What needs to be done:
Your task is to output all the records below, word for word.

Data for this task:

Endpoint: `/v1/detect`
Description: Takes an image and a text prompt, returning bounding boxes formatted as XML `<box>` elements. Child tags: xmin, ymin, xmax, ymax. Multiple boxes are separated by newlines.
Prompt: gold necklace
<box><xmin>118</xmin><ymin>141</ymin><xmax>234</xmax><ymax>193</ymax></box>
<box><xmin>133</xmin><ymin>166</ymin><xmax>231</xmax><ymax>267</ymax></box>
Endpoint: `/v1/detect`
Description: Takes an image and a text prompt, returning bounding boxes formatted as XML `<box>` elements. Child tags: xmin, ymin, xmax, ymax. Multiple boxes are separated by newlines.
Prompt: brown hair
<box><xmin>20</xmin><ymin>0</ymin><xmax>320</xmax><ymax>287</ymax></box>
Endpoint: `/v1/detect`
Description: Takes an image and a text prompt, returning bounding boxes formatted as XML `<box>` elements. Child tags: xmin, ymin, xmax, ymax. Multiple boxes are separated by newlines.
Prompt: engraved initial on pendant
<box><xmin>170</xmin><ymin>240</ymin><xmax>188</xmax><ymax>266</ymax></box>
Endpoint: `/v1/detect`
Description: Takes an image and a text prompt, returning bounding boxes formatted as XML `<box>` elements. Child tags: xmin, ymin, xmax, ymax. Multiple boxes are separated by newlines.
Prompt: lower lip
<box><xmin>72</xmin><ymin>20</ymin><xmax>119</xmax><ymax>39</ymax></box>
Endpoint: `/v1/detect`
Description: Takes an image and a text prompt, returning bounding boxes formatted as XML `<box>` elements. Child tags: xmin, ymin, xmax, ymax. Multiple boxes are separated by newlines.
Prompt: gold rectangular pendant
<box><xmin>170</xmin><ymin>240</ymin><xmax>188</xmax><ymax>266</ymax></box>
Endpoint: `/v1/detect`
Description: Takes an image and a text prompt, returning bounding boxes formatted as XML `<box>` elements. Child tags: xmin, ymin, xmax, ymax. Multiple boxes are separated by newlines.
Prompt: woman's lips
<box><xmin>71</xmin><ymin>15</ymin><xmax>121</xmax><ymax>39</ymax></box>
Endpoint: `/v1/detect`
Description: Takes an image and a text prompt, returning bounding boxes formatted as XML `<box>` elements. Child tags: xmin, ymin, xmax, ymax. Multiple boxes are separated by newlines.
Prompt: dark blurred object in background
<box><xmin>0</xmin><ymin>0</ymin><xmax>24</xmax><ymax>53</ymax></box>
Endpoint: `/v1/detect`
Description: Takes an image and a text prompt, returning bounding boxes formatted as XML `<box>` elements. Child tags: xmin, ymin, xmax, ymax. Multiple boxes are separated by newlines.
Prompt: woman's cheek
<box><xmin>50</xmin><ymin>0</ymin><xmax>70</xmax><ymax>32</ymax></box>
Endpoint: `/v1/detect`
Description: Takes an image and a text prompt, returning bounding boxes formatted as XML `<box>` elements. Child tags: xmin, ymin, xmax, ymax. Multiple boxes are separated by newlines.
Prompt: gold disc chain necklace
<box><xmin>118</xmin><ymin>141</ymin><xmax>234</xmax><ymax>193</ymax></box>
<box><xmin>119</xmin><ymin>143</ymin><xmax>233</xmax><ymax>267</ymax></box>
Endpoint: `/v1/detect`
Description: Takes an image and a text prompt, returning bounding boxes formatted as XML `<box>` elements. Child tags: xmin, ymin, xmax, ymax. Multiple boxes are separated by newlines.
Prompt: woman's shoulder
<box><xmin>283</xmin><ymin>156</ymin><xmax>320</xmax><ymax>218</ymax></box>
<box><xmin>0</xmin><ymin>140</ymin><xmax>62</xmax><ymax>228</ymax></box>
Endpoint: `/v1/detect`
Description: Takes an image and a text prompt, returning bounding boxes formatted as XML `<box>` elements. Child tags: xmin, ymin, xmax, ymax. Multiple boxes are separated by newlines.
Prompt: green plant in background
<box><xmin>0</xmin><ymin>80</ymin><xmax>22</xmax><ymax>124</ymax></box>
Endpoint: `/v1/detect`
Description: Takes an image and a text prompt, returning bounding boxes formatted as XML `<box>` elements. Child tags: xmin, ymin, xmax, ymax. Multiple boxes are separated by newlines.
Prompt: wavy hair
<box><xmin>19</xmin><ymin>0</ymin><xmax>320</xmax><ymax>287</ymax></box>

The solution:
Endpoint: `/v1/detect`
Description: Takes an image and a text prompt, returning bounding boxes formatted as XML `<box>` elements. Child tags: xmin, ymin, xmax, ymax. Multiple boxes are separated by newlines.
Prompt: gold necklace
<box><xmin>118</xmin><ymin>141</ymin><xmax>234</xmax><ymax>193</ymax></box>
<box><xmin>133</xmin><ymin>166</ymin><xmax>231</xmax><ymax>267</ymax></box>
Endpoint: `/v1/detect`
Description: Takes an image and a text prompt, returning bounding boxes formatted as XML `<box>` elements. Child tags: xmin, ymin, xmax, ymax. Multiple boxes are separated by newlines.
Prompt: brown hair
<box><xmin>20</xmin><ymin>0</ymin><xmax>320</xmax><ymax>287</ymax></box>
Endpoint: `/v1/detect`
Description: Takes an image and a text prompt, returning bounding boxes formatted as XML `<box>` elements. Child tags: xmin, ymin, xmax, ymax. Multiple boxes are separated by newlines.
Prompt: engraved initial on pendant
<box><xmin>170</xmin><ymin>240</ymin><xmax>188</xmax><ymax>266</ymax></box>
Endpoint: `/v1/detect`
Description: Takes an image and a text prompt, returning bounding boxes formatted as XML `<box>` elements. Child tags: xmin, ymin, xmax, ymax. Multiple boxes are separated by newlines.
Prompt: lower lip
<box><xmin>72</xmin><ymin>20</ymin><xmax>119</xmax><ymax>39</ymax></box>
Endpoint: `/v1/detect`
Description: Takes an image and a text prompt, returning bounding boxes formatted as XML `<box>` elements. Child tags: xmin, ymin, xmax, ymax. Multiple boxes are separated by newlines.
Prompt: gold rectangular pendant
<box><xmin>170</xmin><ymin>240</ymin><xmax>188</xmax><ymax>266</ymax></box>
Endpoint: `/v1/detect`
Description: Takes an image and a text prompt, returning bounding boxes formatted as XML `<box>` elements. Child tags: xmin, ymin, xmax, ymax. Multiple boxes are separated by newlines.
Prompt: woman's lips
<box><xmin>71</xmin><ymin>15</ymin><xmax>121</xmax><ymax>39</ymax></box>
Endpoint: `/v1/detect`
Description: Takes an image and a text prompt, returning bounding boxes formatted as XML `<box>` elements. Child tags: xmin, ymin, xmax, ymax. Multiple boxes are separated by newlines.
Prompt: dark blurred object in background
<box><xmin>0</xmin><ymin>0</ymin><xmax>24</xmax><ymax>53</ymax></box>
Endpoint: `/v1/detect`
Description: Takes an image and a text prompt, returning bounding boxes formatted as XML `<box>` elements. Child tags: xmin, ymin, xmax, ymax. Multiple boxes are separated by newlines.
Prompt: woman's cheek
<box><xmin>50</xmin><ymin>0</ymin><xmax>70</xmax><ymax>32</ymax></box>
Endpoint: `/v1/detect`
Description: Takes an image and a text prompt, returning bounding boxes formatted as XML `<box>` elements. Child tags: xmin, ymin, xmax, ymax. Multiple boxes are separated by newlines.
Prompt: gold disc chain necklace
<box><xmin>118</xmin><ymin>141</ymin><xmax>234</xmax><ymax>193</ymax></box>
<box><xmin>119</xmin><ymin>143</ymin><xmax>233</xmax><ymax>267</ymax></box>
Endpoint: `/v1/detect`
Description: Takes an image and a text prompt, returning bounding boxes formatted as XML `<box>` elements. Child tags: xmin, ymin, xmax, ymax. Multiple boxes are separated by newlines.
Prompt: woman's shoulder
<box><xmin>283</xmin><ymin>156</ymin><xmax>320</xmax><ymax>218</ymax></box>
<box><xmin>0</xmin><ymin>140</ymin><xmax>62</xmax><ymax>228</ymax></box>
Endpoint: `/v1/detect`
Description: Takes an image and a text prompt, returning bounding boxes formatted as XML `<box>` elements. Child tags: xmin, ymin, xmax, ymax. Multiple boxes are separated by newlines.
Prompt: green plant in background
<box><xmin>0</xmin><ymin>80</ymin><xmax>22</xmax><ymax>124</ymax></box>
Endpoint: `/v1/detect`
Description: Takes an image and a text prompt, returning bounding boxes formatted as XML `<box>` elements. Child tags: xmin, ymin, xmax, ymax. Multiple boxes are separated by newlines.
Prompt: wavy hair
<box><xmin>19</xmin><ymin>0</ymin><xmax>320</xmax><ymax>287</ymax></box>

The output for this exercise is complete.